Compito assegnato 1: Secondo il brano proposto sul film Rush, quale campionato di Formula 1 fu davvero ricco di colpi di scena tanto inverosimili?

Brano proposto:
====

Rush è il film con i modellini che avete da qualche parte in solaio, salvo che sono 1:1 e fanno brumbrum per davvero. Proprio quelli di metà anni Settanta che sembravano davvero pacchetti di sigarette un po’ ammaccati, e probabilmente non ne costruirono mai di più brutti, ma chi se ne frega, sono proprio loro. C’è la Tyrrell a sei ruote? Giusto in un paio di fotogrammi: ma c’è. La Lotus nera col bordino dorato c’è? Non poteva mancare. La Ferrari Atlas Ufo Robot con quell’aspiratore da disco volante? È in prima fila. E ce li hanno quei meravigliosi nomi scritti sulle fiancate? Regazzoni, Fittipaldi, Ickx, Andretti? I nomi dei piloti di Formula 1 non suonano come i nomi normali. Un nome normale (“Fisichella”, “Schumacher”) smette di sembrare normale quando lo porta un pilota di Formula 1. Non suonano italiani né inglesi né nulla, sono un popolo a parte, e quello che suonava meglio di tutti era: Lauda.

 

Olivia Wilde, io da te accetterei anche una gastroscopia, ma non fare più ruoli da antipatica. È l’unica cosa che non ti riesce.

Un latinismo assurdo e necessario, un’invocazione, un ringraziamento. Nicky Lauda, sin da quando riesco a ricordarmelo, per me è sempre stato un freak. Non faceva paura, il suo volto era solo un’ulteriore pellicola tra il cervello e il casco. A farmi impressione erano le vecchie foto, di quando era ancora un essere umano tra gli altri.  Prima che morisse tra le fiamme e risorgesse come il cattivo di una storia di supereroi, freddo, crudele, inestinguibile. Ma come si chiamava il supereroe biondo? Non se lo ricorda più nessuno. Hunt. Strano, non suona come un nome da pilota.

 

Rush è un film di Ron Howard, che in 30 anni ne ha fatti tanti, e molti ve li ricordate benissimo. Splash. Cocoon. Willow. Apollo 13. A beautiful mind. Il codice da Vinci. Frost/Nixon. E tanti altri che spesso vi sono piaciuti. Ma forse non ricordate che sono suoi. È bravo, ha la mano sicura, non fa passi falsi, gli sono capitati film sbagliati ma non a causa della sua regia: difetti strutturali, poco carburante, gomme sbagliate, incidenti di percorso. Lui finché può un film in pista riesce a tenerlo. Ma non appassiona i critici, non lascia segni riconoscibili che li stuzzichino. Può compiere mosse spericolate, se ritiene che ne valga la pena; ma non ha affatto paura di prendere la strada più banale, se è la più efficace per portare il film al traguardo. Dissolvere una scena di sesso in un pistone che sbatte nel cilindro, si può ancora fare? E perché no, vecchia metafora fa buon brodo. Come fai a mostrare che le macchine vanno davvero forte? Foglie secche che svolazzano, in tutte le stagioni, viva le foglie secche, non ce n’è mai abbastanza. Austriaci inglesi e italiani che parlano sempre la stessa lingua, come nei vecchi film di guerra dove al massimo il nazista calcava un po’ le consonanti? Personaggi che passano il tempo a riassumere la loro vita alla prima bella sconosciuta che incontrano? O a rammentarsi a vicenda le regole della disciplina che praticano insieme da anni? Non è realistico, i biopic seri non fanno più così da un pezzo. Però funziona ancora benissimo, la trama fila che è un piacere, e non c’è nemmeno bisogno di inventarsi snodi assurdi, perché il Campionato Formula 1 del 1976 fu veramente così: nessuno scrittore oserebbe più inventarsi una storia con tanti colpi di scena e tanto inverosimili.

====

Compito assegnato 2: Filtra le righe qui sotto e riporta tutte quelle che contengono la stringa "blurred", distinguendo tra maiuscole e minuscole.

Dati forniti:

====

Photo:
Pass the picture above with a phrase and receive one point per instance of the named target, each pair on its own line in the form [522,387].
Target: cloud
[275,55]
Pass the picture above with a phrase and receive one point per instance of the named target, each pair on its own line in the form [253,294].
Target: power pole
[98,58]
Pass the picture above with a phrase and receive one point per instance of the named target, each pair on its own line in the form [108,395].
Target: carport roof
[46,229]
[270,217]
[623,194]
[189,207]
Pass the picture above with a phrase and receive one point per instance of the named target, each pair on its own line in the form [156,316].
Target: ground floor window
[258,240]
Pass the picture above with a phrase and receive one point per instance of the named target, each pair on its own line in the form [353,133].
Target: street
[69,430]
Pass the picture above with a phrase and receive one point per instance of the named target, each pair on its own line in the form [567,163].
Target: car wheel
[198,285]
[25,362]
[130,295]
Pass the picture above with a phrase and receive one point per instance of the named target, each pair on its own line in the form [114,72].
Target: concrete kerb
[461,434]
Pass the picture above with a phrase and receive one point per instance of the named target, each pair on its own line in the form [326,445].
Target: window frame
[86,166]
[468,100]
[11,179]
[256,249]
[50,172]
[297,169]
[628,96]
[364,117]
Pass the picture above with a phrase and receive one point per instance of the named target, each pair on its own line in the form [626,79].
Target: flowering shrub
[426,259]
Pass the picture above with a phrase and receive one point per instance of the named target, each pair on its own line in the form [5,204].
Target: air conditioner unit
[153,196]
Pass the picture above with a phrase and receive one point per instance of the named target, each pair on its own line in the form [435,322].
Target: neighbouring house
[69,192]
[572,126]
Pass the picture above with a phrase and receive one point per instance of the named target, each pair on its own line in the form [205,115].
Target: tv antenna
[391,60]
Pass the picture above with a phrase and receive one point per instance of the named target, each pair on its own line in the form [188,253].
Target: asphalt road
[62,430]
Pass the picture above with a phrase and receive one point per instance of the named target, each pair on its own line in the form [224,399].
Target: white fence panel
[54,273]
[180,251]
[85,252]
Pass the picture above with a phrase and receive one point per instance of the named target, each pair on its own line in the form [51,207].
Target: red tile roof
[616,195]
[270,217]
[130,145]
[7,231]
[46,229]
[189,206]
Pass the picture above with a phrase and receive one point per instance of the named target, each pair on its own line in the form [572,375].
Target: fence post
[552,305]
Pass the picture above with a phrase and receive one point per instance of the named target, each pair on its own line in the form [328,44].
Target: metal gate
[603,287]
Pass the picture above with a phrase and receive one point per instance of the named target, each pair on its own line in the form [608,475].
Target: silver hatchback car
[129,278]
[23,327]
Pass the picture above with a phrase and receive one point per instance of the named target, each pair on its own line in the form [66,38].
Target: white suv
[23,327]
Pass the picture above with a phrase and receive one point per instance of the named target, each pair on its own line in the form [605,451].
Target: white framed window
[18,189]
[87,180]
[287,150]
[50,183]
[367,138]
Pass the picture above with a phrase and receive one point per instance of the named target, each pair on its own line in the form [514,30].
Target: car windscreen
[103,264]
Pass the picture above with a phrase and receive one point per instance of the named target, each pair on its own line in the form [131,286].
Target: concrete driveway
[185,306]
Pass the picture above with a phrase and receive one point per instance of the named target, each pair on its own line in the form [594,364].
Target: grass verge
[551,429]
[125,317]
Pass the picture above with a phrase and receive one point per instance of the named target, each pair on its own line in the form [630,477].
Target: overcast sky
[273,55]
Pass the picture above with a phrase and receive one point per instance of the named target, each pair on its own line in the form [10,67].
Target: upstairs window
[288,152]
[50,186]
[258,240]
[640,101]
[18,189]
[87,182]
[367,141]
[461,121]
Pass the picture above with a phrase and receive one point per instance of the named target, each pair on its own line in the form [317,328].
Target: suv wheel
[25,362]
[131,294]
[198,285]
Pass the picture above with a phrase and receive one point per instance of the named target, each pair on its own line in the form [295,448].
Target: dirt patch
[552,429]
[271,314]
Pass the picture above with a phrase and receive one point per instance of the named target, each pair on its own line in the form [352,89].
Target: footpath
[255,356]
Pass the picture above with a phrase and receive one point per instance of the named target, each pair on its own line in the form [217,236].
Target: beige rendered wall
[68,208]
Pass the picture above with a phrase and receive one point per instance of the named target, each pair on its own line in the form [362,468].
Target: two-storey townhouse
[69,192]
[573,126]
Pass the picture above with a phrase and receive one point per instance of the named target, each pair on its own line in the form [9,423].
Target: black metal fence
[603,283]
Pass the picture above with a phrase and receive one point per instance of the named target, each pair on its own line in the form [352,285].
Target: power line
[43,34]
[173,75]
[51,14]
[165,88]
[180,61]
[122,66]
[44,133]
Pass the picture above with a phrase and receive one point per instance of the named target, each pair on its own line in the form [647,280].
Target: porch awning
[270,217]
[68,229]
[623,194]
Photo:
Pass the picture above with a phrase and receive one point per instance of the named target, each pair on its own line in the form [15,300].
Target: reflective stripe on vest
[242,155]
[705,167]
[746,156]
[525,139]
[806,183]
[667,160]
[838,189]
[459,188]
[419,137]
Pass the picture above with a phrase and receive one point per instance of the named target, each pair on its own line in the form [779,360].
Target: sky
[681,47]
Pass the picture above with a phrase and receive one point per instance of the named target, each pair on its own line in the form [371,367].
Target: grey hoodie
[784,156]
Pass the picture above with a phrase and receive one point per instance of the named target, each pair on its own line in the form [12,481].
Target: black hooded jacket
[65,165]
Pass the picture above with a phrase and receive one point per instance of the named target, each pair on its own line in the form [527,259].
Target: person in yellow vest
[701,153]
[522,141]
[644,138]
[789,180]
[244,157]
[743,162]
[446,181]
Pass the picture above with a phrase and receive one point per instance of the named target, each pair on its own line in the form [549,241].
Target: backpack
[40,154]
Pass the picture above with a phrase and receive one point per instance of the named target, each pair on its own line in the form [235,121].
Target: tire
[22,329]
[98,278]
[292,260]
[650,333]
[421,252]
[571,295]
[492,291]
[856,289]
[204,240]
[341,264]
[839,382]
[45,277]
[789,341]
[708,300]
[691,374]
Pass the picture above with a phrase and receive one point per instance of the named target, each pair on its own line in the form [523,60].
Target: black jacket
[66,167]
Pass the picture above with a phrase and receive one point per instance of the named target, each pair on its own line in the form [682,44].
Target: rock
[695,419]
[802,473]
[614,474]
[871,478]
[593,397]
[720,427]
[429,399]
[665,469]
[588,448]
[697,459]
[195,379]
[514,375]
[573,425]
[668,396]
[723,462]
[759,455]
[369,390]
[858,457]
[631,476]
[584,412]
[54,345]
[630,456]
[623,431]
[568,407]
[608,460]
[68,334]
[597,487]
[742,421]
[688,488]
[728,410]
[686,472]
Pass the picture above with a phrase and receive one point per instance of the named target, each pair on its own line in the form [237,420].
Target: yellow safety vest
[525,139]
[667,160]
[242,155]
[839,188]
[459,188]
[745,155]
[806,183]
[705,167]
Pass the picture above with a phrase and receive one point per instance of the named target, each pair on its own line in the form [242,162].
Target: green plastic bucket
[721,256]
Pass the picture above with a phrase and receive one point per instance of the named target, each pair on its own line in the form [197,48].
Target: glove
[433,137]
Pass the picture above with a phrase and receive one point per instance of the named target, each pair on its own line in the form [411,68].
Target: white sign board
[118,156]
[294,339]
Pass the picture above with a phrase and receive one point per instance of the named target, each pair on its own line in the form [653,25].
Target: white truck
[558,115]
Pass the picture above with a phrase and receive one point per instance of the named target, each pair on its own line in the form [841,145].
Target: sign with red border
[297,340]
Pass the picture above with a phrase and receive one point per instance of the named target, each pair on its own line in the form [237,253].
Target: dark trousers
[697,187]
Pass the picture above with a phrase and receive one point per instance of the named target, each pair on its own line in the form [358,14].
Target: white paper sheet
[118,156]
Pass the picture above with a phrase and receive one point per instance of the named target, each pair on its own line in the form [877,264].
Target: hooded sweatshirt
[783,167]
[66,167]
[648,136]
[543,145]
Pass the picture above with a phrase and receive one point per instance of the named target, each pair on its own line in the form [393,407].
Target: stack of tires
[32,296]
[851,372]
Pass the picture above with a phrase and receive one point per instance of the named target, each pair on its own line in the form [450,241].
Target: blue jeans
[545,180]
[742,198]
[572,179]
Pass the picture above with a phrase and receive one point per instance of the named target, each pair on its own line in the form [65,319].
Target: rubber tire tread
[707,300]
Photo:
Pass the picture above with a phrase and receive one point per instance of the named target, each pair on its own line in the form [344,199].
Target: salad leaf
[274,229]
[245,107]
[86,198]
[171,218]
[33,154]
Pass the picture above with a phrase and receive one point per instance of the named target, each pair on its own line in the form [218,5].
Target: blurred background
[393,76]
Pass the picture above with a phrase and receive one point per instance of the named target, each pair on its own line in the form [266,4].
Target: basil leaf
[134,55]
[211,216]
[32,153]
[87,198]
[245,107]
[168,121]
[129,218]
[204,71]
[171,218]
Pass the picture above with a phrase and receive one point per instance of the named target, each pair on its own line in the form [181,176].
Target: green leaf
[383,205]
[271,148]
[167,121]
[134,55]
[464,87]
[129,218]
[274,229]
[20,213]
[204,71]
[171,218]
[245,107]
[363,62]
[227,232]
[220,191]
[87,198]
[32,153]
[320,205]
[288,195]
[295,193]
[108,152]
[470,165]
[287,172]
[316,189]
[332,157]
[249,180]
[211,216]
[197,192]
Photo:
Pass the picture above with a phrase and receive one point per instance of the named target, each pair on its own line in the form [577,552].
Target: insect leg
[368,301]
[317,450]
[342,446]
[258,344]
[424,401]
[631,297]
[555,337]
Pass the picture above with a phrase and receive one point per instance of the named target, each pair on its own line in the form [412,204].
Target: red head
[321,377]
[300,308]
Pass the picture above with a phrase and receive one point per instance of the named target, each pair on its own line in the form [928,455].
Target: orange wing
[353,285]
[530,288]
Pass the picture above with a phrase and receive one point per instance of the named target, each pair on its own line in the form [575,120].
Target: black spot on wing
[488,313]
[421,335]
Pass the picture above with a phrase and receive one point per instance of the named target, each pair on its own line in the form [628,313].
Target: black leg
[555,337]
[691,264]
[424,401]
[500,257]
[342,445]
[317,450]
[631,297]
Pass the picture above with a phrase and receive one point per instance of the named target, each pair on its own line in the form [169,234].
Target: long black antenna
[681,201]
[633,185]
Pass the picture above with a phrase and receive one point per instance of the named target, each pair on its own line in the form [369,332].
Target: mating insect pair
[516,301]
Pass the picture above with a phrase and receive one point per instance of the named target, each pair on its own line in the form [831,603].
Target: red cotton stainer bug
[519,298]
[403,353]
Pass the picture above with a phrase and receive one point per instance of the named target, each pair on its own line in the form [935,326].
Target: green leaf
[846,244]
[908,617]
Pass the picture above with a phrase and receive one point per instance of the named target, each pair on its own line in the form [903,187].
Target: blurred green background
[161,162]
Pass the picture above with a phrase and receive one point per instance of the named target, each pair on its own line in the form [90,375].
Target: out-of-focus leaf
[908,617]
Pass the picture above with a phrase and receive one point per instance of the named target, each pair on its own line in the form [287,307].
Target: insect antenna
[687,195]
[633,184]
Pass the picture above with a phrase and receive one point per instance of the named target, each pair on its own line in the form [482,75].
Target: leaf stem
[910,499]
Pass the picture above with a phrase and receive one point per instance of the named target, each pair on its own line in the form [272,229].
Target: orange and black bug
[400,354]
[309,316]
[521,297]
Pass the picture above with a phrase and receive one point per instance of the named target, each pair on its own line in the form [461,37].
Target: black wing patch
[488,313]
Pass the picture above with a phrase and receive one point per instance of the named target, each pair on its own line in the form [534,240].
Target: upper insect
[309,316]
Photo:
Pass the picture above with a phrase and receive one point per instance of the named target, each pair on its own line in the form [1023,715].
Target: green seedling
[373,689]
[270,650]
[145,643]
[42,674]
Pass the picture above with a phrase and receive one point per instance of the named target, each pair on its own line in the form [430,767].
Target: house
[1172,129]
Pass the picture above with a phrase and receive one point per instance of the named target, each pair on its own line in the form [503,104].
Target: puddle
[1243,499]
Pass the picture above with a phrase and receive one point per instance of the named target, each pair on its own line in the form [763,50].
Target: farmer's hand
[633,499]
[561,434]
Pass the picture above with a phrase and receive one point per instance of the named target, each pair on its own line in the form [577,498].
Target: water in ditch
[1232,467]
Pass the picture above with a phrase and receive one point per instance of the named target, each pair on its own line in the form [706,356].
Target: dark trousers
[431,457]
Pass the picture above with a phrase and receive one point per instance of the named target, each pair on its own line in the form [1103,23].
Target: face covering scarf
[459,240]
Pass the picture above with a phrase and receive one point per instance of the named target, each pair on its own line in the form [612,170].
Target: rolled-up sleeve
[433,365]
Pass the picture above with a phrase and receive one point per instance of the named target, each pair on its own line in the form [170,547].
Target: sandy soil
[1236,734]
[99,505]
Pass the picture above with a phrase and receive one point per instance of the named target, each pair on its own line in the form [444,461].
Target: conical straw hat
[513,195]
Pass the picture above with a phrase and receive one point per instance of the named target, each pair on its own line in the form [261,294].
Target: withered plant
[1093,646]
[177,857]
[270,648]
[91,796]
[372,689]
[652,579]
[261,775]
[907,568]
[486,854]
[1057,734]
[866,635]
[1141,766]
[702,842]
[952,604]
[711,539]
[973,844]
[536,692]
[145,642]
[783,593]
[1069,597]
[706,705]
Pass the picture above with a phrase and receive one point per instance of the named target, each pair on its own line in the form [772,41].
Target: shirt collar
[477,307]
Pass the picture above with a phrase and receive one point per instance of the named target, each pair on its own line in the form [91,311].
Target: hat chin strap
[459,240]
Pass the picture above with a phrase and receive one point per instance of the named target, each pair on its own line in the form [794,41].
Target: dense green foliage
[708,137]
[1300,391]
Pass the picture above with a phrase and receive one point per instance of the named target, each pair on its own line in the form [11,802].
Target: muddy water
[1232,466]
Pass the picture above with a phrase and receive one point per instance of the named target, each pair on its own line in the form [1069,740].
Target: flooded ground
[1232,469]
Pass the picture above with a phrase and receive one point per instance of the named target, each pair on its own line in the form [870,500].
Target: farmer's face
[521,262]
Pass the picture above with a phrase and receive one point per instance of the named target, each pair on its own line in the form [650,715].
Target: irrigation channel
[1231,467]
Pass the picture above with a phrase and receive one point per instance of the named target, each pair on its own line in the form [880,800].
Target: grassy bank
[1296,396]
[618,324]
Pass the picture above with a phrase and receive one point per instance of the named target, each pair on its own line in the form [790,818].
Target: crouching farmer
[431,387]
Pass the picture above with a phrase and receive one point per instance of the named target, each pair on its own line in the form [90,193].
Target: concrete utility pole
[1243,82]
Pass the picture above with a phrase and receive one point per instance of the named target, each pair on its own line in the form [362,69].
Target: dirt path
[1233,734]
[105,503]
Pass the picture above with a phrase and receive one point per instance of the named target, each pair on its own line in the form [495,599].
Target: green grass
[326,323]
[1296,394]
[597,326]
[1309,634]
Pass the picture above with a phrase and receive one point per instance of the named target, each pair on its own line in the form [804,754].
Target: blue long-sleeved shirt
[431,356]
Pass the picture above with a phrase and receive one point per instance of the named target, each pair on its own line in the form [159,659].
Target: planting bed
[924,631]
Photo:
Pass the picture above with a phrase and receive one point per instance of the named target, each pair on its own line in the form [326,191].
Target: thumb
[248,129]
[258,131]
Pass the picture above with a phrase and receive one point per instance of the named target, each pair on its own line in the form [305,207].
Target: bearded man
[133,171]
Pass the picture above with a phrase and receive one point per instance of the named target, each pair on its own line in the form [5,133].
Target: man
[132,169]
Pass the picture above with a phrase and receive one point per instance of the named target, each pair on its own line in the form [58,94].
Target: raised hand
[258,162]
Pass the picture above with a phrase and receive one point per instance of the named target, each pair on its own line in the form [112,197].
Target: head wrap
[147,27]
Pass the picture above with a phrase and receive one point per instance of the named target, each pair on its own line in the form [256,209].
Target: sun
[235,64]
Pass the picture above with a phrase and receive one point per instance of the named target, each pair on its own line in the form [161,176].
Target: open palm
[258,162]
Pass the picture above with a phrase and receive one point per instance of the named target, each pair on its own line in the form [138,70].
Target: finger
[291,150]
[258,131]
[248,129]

====

Risposta corretta 1: Il Campionato Formula 1 del 1976.

Risposta corretta 2:
Target: blurred background
Target: blurred green background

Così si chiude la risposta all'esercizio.